Data records
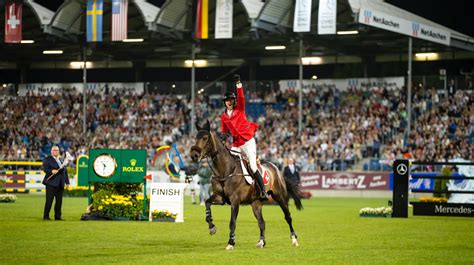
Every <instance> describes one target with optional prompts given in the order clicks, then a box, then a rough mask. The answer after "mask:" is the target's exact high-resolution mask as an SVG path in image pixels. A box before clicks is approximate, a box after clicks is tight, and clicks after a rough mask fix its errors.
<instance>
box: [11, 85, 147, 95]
mask: <svg viewBox="0 0 474 265" xmlns="http://www.w3.org/2000/svg"><path fill="white" fill-rule="evenodd" d="M83 87H84V86H83V84H82V83H31V84H19V85H18V96H26V95H28V94H32V95H44V96H48V95H53V94H62V93H65V94H66V93H67V94H82V91H83ZM87 89H88V90H89V91H93V92H95V93H97V94H105V95H107V94H120V95H143V93H144V83H142V82H137V83H87Z"/></svg>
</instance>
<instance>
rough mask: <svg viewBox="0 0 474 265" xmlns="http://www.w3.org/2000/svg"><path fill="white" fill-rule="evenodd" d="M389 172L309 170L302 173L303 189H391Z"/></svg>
mask: <svg viewBox="0 0 474 265" xmlns="http://www.w3.org/2000/svg"><path fill="white" fill-rule="evenodd" d="M389 182H390V177H389V173H388V172H380V173H367V172H308V173H301V187H302V188H303V189H320V190H387V191H388V190H389V188H390V187H389V185H390V183H389Z"/></svg>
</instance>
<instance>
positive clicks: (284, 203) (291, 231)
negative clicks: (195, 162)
mask: <svg viewBox="0 0 474 265" xmlns="http://www.w3.org/2000/svg"><path fill="white" fill-rule="evenodd" d="M272 197H273V199H274V200H275V201H276V202H278V205H280V207H281V209H282V210H283V213H284V214H285V220H286V222H287V223H288V226H289V227H290V233H291V234H290V237H291V244H292V245H293V246H295V247H297V246H298V245H299V244H298V239H297V238H298V237H297V236H296V232H295V230H294V229H293V220H292V218H291V213H290V209H289V208H288V201H285V200H283V199H282V198H281V197H280V196H272Z"/></svg>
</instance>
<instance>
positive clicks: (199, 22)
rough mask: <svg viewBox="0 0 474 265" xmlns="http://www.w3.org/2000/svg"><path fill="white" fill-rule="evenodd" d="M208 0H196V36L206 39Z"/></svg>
mask: <svg viewBox="0 0 474 265" xmlns="http://www.w3.org/2000/svg"><path fill="white" fill-rule="evenodd" d="M208 7H209V0H198V6H197V12H196V38H197V39H207V30H208Z"/></svg>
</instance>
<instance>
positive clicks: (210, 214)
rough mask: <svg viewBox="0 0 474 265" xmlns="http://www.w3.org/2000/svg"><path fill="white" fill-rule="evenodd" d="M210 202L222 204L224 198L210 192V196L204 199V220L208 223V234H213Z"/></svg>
mask: <svg viewBox="0 0 474 265" xmlns="http://www.w3.org/2000/svg"><path fill="white" fill-rule="evenodd" d="M212 204H221V205H222V204H224V199H223V198H222V196H220V195H217V194H212V196H211V197H209V199H207V200H206V222H207V223H208V224H209V234H211V235H214V234H215V233H216V226H215V225H214V223H213V222H212V212H211V205H212Z"/></svg>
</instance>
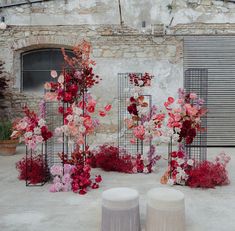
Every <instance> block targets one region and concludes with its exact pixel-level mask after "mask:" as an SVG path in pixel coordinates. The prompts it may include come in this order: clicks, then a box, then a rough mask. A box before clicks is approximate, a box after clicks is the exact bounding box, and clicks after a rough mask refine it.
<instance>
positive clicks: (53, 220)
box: [0, 147, 235, 231]
mask: <svg viewBox="0 0 235 231" xmlns="http://www.w3.org/2000/svg"><path fill="white" fill-rule="evenodd" d="M220 151H221V149H210V150H209V157H210V158H212V157H213V156H214V155H215V154H217V153H219V152H220ZM23 152H24V151H23V149H22V147H19V148H18V152H17V155H14V156H9V157H5V156H0V182H1V183H0V231H75V230H76V231H98V230H99V227H100V221H101V193H102V191H103V190H105V189H108V188H111V187H117V186H128V187H132V188H135V189H137V190H138V191H139V193H140V210H141V223H142V226H143V230H144V217H145V208H146V193H147V191H148V190H149V189H151V188H153V187H159V186H161V187H162V185H161V184H160V183H159V180H160V177H161V176H162V174H163V172H164V170H165V168H166V161H164V160H161V161H160V162H159V163H158V166H157V171H156V172H155V173H152V174H148V175H144V174H133V175H128V174H121V173H114V172H109V173H106V172H103V171H101V170H98V169H96V170H94V172H98V173H100V174H101V175H102V177H103V183H102V184H101V188H100V189H97V190H92V191H91V192H89V193H88V194H87V195H85V196H80V195H77V194H74V193H72V192H66V193H62V192H61V193H50V192H49V191H48V188H49V185H48V184H47V185H45V186H43V187H25V183H24V182H23V181H19V180H18V179H17V171H16V169H15V163H16V161H18V160H19V159H20V158H21V157H22V156H23ZM225 152H226V153H228V154H230V156H231V157H232V160H231V162H230V164H229V166H228V170H229V175H230V179H231V184H230V185H229V186H224V187H217V188H216V189H208V190H202V189H191V188H189V187H182V186H174V188H176V189H179V190H181V191H182V192H183V193H184V194H185V201H186V230H187V231H235V171H234V167H235V158H233V156H235V153H234V152H235V151H234V150H232V149H226V150H225ZM163 187H169V186H163Z"/></svg>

Task directions
Without the pictures, write out every entry precisely as it appears.

Solution to this task
Every <instance> describes one target with optional prompts given in the order clicks, then a box, then a rough mask. The answer after "mask:" is the target's exact high-resolution mask as an SVG path in image pixels. A box before clicks is approximate, a box after clicks is tight, and clicks after a rough mask fix its errors.
<instance>
box: [11, 85, 147, 95]
mask: <svg viewBox="0 0 474 265" xmlns="http://www.w3.org/2000/svg"><path fill="white" fill-rule="evenodd" d="M83 87H84V86H83V84H82V83H31V84H19V85H18V96H26V95H28V94H32V95H44V96H48V95H53V94H62V93H65V94H66V93H67V94H82V91H83ZM87 89H88V90H89V91H93V92H95V93H97V94H105V95H107V94H120V95H143V93H144V83H142V82H137V83H87Z"/></svg>
</instance>
<instance>
rough mask: <svg viewBox="0 0 474 265" xmlns="http://www.w3.org/2000/svg"><path fill="white" fill-rule="evenodd" d="M389 172L309 170L302 173L303 189H391Z"/></svg>
mask: <svg viewBox="0 0 474 265" xmlns="http://www.w3.org/2000/svg"><path fill="white" fill-rule="evenodd" d="M389 182H390V177H389V173H388V172H380V173H367V172H308V173H301V187H302V188H303V189H320V190H387V191H388V190H389V188H390V187H389V185H390V183H389Z"/></svg>
</instance>
<instance>
positive clicks: (284, 203) (291, 231)
negative clicks: (195, 162)
mask: <svg viewBox="0 0 474 265" xmlns="http://www.w3.org/2000/svg"><path fill="white" fill-rule="evenodd" d="M272 197H273V199H274V200H275V201H276V202H278V205H280V207H281V209H282V210H283V213H284V214H285V220H286V222H287V223H288V226H289V227H290V233H291V234H290V237H291V244H292V245H293V246H295V247H297V246H298V245H299V244H298V239H297V238H298V237H297V236H296V232H295V230H294V229H293V220H292V218H291V213H290V209H289V208H288V201H285V200H283V199H282V198H281V197H280V196H272Z"/></svg>
</instance>
<instance>
positive clicks: (199, 22)
rough mask: <svg viewBox="0 0 474 265" xmlns="http://www.w3.org/2000/svg"><path fill="white" fill-rule="evenodd" d="M208 0H196V36L206 39Z"/></svg>
mask: <svg viewBox="0 0 474 265" xmlns="http://www.w3.org/2000/svg"><path fill="white" fill-rule="evenodd" d="M208 7H209V0H198V6H197V12H196V38H197V39H207V30H208Z"/></svg>
</instance>
<instance>
positive clicks: (210, 214)
rough mask: <svg viewBox="0 0 474 265" xmlns="http://www.w3.org/2000/svg"><path fill="white" fill-rule="evenodd" d="M210 202L222 204L224 198L210 192V196L204 199V220L208 223V234H213Z"/></svg>
mask: <svg viewBox="0 0 474 265" xmlns="http://www.w3.org/2000/svg"><path fill="white" fill-rule="evenodd" d="M212 204H221V205H222V204H224V199H223V198H222V196H220V195H217V194H212V196H211V197H209V199H207V200H206V222H207V223H208V224H209V234H211V235H214V234H215V233H216V226H215V225H214V223H213V222H212V212H211V205H212Z"/></svg>
</instance>
Every <instance> block targets one region and concludes with its exact pixel-level mask after "mask:" as an SVG path in pixel coordinates. The prompts it may include come in this order: clicks, then a box, then a rough mask. A box before clicks is approximate, a box after clicks is the exact bounding box, and clicks after a rough mask refine it.
<instance>
positive clicks: (53, 220)
box: [0, 147, 235, 231]
mask: <svg viewBox="0 0 235 231" xmlns="http://www.w3.org/2000/svg"><path fill="white" fill-rule="evenodd" d="M220 151H221V149H210V150H209V157H210V158H212V157H213V156H214V155H215V154H217V153H219V152H220ZM23 152H24V151H23V149H22V147H19V148H18V152H17V155H14V156H9V157H5V156H0V182H1V183H0V231H75V230H76V231H98V230H99V227H100V221H101V193H102V191H103V190H105V189H108V188H111V187H117V186H128V187H132V188H135V189H137V190H138V191H139V193H140V210H141V223H142V226H143V230H144V217H145V208H146V193H147V191H148V190H149V189H151V188H153V187H159V186H161V187H162V185H161V184H160V183H159V180H160V177H161V176H162V174H163V172H164V170H165V168H166V161H164V160H161V161H160V162H159V163H158V166H157V171H156V172H155V173H152V174H148V175H144V174H133V175H128V174H121V173H114V172H109V173H106V172H103V171H101V170H98V169H96V170H94V172H98V173H100V174H101V175H102V177H103V183H102V184H101V188H100V189H97V190H92V191H91V192H89V193H88V194H87V195H85V196H80V195H77V194H74V193H72V192H66V193H62V192H61V193H50V192H49V191H48V188H49V185H48V184H47V185H45V186H43V187H25V183H24V182H23V181H19V180H18V179H17V171H16V169H15V163H16V161H18V160H19V159H20V158H21V157H22V156H23ZM225 152H226V153H228V154H230V156H231V157H232V160H231V162H230V164H229V166H228V170H229V175H230V179H231V184H230V185H229V186H224V187H217V188H216V189H208V190H202V189H191V188H189V187H182V186H174V188H176V189H179V190H181V191H182V192H183V193H184V194H185V201H186V230H187V231H235V171H234V167H235V158H233V156H235V153H234V152H235V151H234V150H232V149H226V150H225ZM163 187H169V186H163Z"/></svg>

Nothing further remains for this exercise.